TASK STATEMENT: Show, in full, each line of the data that contains "foam".
BEGIN
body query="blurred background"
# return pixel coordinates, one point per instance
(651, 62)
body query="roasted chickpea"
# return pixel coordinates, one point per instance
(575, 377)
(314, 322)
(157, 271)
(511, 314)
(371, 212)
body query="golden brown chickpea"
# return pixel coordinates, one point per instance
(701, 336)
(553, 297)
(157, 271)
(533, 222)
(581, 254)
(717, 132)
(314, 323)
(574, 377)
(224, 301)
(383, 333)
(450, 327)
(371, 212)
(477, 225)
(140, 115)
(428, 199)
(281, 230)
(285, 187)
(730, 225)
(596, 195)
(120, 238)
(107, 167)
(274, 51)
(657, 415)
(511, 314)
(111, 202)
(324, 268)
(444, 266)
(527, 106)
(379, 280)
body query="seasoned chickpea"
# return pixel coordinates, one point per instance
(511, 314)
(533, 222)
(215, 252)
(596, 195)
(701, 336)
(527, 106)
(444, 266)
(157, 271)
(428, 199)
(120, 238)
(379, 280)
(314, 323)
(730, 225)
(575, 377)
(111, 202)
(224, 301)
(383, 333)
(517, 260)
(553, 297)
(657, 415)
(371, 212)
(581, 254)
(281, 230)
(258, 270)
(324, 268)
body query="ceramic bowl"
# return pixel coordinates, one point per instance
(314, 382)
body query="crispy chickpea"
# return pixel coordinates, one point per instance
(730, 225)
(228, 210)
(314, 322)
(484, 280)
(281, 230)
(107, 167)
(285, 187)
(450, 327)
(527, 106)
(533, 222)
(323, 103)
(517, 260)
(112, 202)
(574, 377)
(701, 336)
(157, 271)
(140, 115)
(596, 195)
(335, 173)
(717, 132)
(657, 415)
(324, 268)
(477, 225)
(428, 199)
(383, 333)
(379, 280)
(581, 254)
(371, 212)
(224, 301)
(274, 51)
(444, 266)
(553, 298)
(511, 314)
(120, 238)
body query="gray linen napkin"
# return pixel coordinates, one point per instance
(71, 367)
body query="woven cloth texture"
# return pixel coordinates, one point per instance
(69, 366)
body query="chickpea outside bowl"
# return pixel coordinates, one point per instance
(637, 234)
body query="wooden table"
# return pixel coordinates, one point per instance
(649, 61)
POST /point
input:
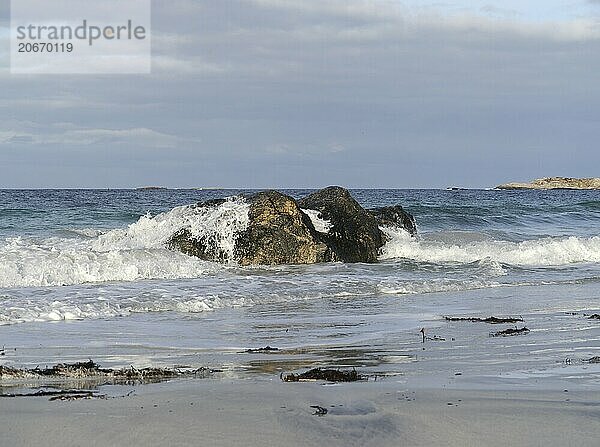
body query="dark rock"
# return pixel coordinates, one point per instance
(394, 216)
(354, 235)
(279, 233)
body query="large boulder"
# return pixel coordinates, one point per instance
(394, 216)
(271, 228)
(354, 235)
(279, 233)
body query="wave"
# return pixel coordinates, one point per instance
(550, 251)
(130, 254)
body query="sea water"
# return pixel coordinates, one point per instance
(87, 274)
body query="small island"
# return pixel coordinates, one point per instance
(555, 183)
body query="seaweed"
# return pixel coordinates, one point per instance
(319, 411)
(329, 375)
(260, 350)
(490, 320)
(509, 332)
(90, 369)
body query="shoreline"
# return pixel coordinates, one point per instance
(258, 412)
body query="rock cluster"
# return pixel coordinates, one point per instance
(280, 232)
(555, 183)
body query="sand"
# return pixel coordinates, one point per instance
(258, 412)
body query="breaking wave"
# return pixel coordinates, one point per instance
(130, 254)
(456, 248)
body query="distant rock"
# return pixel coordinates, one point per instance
(354, 235)
(555, 183)
(281, 230)
(151, 188)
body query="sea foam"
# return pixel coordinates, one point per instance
(130, 254)
(551, 251)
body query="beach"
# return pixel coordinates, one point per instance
(263, 412)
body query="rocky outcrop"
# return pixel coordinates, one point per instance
(278, 231)
(555, 183)
(354, 235)
(394, 216)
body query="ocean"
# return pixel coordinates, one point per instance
(85, 274)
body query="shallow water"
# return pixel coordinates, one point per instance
(85, 274)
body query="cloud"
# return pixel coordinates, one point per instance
(67, 134)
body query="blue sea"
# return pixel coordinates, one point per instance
(86, 274)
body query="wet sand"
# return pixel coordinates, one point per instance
(268, 412)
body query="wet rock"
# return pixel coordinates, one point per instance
(279, 233)
(394, 216)
(354, 235)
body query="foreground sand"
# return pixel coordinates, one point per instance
(263, 412)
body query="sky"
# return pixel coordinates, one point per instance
(303, 93)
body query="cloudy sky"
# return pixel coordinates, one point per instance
(303, 93)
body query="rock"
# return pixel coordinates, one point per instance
(555, 183)
(200, 248)
(279, 233)
(354, 235)
(394, 216)
(276, 231)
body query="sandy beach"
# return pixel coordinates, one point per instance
(265, 412)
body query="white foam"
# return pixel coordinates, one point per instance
(433, 286)
(137, 252)
(320, 224)
(539, 252)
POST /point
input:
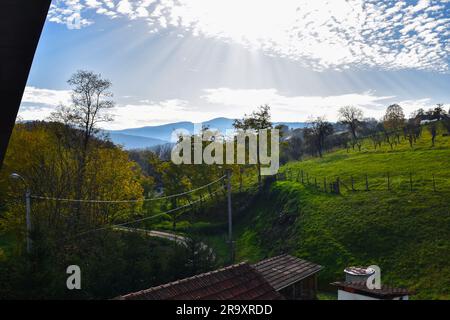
END
REPLY:
body query="sea foam"
body query="white foam"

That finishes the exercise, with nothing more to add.